Валерий Земсков. ЛАЗАРЬ. Роман. ПОДЗЕМНАЯ БАБОЧКА . Рассказы. М ., “ Академический Проект ”, 2000.

Есть ли возраст для писательского становления ? Очевидно, есть, только для каждого он свой. Валерий Земсков в литературе живет давно — как литературовед, ученый, автор академических трудов. Писатель Земсков вырос из литературы, причем вырос недавно — дебютировал он в 1994 г. романом “Четвертый город ” , в котором опробовал игровую технику письма, скрывшись под псевдонимом Вал.Анохин. Приемы игровой поэтики — сами по себе вряд ли способные кого-либо удивить в наше время — оказались настолько органичны художественному мышлению автора, что в новой книге писатель Анохин зажил самостоятельной жизнью, оказавшись героем-повествователем романа “Лазарь”.

Игровая поэтика, писатель из академической среды — а что если это постмодернизм, да и дурной? Воздержимся до времени (следуя главной идее книги) давать окончательный ответ — он возникнет сам собой, как возникает постепенно, страница за страницей, ее скрытый, тяжкий смысл, бередящий душу и прорывающийся сквозь словесные игрища. Эти игрища, впрочем, — важная составная часть поэтики В.Земскова, в них он вкладывает немалую долю своих сокровенных помыслов, облегчая себе самому мучительные поиски ответа на “последние вопросы” , ведущиеся неостановимо в каждой из вещей этой книги.

Однако почему — “книги”, если под обложкой собраны действительно разные вещи, тем более что рассказы писались отдельно от романа и в разное время ? Дело в том, что и роман, и по-своему продолжающие его рассказы в данном случае образуют определенную художественную целостность, пусть даже и неосознанно сложившуюся . В рамках этой целостности роман “Лазарь” , будучи совершенно самостоятельным произведением (как и каждый из рассказов), является смыслообразующей основой, в соотнесении с которой рассказы обретают особое, надсобытийное содержание, отличное от непосредственно сюжетного. Что до романа, то он может и будет читаться разным читателем по-разному: это и детектив, и рассказ о судьбе искусственного языка эсперанто, и романтическая повесть о несчастной любви с примесью чертовщины, да и много что еще. Идеологически ориентированного читателя ждет искушение прочесть роман как притчу о рухнувшей надежде ( “эсперанто” и означает “надежда” ) на воплощение мировой утопии, которой на другом сюжетном уровне соответствует образ рухнувшей башни (читай: Вавилонской). Башне этой, символизирующей императив моноидейности, единомыслия (“воцарение философии единицы ”), в образной ткани романа противостоит раскидистое дерево (Древо Жизни), как раз и хранящее в себе тайну нереализованной “второй системы” — природно-органичного языка будущего (или адамического прошлого), “озаренного языка” , преодолевшего рационалистскую косность языка-артефакта. Жестокая драма двух антиномичных начал разыгрывается на немом фоне костела, опосредующего трансцендентность надмирного Слова.

⁂

ЗАДАЧА:
Выпишите из рецензии без изменений всё, начиная со слов «Игровая поэтика, писатель» и вплоть до слов «вещей этой книги.». Опирайтесь только на рецензию и ни на что другое.

⁂

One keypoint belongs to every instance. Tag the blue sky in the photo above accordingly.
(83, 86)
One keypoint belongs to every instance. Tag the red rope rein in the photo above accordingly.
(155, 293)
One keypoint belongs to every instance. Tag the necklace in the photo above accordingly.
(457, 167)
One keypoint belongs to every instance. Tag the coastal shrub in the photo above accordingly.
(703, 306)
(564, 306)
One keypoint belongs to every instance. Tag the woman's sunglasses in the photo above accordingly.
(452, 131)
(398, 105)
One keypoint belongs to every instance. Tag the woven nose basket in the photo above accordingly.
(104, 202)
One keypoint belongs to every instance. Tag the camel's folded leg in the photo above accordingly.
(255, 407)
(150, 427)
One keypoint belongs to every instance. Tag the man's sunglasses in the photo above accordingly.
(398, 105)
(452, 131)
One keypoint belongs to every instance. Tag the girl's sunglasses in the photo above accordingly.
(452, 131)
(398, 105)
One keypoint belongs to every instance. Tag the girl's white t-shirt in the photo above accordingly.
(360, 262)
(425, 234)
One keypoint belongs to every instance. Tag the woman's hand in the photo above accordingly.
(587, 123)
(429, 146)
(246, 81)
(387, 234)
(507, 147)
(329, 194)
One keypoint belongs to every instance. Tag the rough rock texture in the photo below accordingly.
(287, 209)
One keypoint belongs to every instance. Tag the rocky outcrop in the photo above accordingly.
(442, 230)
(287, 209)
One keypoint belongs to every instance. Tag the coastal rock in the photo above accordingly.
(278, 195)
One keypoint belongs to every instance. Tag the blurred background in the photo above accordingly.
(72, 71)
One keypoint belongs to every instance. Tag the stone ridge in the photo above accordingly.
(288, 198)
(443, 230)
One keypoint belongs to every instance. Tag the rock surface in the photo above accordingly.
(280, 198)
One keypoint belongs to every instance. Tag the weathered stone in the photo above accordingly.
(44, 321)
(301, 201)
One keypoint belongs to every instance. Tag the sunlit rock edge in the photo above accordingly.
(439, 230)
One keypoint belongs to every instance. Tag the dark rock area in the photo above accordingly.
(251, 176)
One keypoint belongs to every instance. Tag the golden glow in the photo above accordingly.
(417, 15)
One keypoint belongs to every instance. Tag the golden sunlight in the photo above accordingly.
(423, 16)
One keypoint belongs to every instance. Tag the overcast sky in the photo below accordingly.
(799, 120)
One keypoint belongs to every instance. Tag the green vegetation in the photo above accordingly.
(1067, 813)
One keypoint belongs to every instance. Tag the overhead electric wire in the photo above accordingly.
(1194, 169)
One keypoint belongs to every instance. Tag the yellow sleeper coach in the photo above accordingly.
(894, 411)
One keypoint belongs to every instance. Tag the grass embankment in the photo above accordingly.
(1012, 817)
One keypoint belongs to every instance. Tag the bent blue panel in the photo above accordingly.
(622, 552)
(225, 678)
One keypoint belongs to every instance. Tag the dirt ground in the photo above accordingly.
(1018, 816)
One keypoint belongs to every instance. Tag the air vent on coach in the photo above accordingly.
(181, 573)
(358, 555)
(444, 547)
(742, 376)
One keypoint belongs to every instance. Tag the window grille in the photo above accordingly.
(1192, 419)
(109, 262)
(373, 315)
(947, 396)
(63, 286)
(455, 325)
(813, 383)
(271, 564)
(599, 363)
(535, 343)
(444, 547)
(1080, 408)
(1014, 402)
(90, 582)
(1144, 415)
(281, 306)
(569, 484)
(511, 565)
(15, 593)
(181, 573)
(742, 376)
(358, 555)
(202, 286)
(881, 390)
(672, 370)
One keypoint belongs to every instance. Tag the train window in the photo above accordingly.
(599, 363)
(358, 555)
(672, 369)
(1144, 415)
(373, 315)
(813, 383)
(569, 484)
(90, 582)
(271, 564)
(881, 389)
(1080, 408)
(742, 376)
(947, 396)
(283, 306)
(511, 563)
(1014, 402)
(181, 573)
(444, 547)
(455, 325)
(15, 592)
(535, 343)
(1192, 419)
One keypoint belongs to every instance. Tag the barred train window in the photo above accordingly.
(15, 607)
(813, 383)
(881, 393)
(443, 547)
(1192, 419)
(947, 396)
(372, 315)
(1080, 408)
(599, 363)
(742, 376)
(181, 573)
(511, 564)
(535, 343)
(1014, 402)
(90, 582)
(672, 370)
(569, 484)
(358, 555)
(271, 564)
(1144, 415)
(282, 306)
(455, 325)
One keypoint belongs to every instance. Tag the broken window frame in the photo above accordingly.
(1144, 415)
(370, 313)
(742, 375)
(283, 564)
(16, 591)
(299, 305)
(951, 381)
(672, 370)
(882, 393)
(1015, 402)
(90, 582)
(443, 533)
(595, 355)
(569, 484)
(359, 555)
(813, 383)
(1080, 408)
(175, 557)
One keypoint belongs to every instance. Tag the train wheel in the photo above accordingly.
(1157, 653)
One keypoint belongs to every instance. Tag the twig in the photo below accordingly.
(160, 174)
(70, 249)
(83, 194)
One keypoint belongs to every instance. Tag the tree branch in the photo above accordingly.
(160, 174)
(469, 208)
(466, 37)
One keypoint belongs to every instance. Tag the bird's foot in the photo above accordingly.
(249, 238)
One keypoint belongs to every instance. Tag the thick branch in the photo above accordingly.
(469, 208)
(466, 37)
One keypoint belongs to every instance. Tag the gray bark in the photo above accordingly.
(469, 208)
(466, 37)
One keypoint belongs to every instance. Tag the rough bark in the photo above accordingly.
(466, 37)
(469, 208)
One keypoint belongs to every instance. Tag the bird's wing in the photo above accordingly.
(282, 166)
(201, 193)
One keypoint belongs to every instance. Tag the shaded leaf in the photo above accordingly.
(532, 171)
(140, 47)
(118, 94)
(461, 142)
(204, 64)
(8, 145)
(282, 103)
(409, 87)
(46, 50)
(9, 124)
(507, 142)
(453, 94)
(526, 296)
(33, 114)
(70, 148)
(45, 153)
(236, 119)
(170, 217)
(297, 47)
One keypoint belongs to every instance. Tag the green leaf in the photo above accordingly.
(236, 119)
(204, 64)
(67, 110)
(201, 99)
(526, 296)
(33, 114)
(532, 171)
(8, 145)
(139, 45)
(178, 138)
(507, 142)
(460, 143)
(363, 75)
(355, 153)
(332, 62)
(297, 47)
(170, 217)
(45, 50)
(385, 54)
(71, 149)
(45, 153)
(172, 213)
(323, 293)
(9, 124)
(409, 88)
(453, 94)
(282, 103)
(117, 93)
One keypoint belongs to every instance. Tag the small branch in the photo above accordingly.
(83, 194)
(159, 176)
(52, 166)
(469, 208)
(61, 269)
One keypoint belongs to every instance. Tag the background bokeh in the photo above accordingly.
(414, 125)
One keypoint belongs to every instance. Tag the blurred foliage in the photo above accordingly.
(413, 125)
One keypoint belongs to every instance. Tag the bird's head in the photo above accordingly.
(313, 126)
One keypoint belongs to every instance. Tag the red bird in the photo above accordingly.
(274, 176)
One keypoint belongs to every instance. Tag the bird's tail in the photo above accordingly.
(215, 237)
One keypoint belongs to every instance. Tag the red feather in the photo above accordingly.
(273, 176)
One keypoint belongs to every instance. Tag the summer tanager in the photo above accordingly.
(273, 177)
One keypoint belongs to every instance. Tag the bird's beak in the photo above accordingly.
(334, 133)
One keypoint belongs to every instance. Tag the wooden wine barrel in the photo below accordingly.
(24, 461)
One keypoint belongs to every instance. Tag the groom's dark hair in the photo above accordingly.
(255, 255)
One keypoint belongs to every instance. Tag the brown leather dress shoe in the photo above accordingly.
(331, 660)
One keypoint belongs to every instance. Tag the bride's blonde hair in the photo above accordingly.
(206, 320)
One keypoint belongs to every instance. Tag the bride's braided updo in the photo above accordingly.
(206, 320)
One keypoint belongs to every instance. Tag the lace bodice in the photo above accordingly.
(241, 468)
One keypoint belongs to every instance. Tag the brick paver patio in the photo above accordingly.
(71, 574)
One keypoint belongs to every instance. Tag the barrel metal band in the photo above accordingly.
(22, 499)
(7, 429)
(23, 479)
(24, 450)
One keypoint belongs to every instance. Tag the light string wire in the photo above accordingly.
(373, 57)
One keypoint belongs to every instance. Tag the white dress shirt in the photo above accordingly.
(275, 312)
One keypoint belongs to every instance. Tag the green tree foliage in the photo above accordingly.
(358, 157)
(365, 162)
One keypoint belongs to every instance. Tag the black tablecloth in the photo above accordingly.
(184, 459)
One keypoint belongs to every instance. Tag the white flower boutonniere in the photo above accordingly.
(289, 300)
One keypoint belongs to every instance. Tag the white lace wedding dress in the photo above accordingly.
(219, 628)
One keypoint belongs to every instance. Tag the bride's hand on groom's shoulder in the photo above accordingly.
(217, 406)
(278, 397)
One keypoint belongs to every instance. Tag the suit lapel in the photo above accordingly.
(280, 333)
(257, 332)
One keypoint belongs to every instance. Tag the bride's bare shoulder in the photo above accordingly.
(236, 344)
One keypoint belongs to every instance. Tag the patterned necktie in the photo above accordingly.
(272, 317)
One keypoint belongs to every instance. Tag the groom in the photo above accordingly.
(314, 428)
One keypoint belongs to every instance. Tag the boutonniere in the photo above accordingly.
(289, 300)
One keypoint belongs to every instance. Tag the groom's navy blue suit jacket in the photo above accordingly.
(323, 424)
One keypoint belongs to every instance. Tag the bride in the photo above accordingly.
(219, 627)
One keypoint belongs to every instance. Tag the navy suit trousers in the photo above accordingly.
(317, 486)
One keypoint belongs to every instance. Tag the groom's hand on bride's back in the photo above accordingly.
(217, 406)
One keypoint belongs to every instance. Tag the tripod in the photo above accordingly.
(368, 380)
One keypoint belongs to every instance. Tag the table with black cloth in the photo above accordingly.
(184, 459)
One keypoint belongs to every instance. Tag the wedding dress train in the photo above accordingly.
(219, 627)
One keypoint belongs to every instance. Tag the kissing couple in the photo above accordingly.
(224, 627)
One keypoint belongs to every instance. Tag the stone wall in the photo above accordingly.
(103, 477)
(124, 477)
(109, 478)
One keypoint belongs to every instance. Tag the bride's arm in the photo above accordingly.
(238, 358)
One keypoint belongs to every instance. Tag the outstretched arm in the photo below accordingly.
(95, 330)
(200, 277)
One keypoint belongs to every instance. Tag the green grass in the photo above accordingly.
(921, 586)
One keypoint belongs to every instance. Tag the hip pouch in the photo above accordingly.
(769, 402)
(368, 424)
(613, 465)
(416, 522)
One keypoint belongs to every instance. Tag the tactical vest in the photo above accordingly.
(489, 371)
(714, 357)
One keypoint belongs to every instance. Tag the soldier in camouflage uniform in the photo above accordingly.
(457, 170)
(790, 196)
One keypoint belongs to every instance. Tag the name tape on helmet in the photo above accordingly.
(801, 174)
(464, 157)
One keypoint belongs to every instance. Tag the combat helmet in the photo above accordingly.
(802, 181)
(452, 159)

⁂

РЕШЕНИЕ ЗАДАЧИ:
Игровая поэтика, писатель из академической среды — а что если это постмодернизм, да и дурной? Воздержимся до времени (следуя главной идее книги) давать окончательный ответ — он возникнет сам собой, как возникает постепенно, страница за страницей, ее скрытый, тяжкий смысл, бередящий душу и прорывающийся сквозь словесные игрища. Эти игрища, впрочем, — важная составная часть поэтики В.Земскова, в них он вкладывает немалую долю своих сокровенных помыслов, облегчая себе самому мучительные поиски ответа на “последние вопросы” , ведущиеся неостановимо в каждой из вещей этой книги.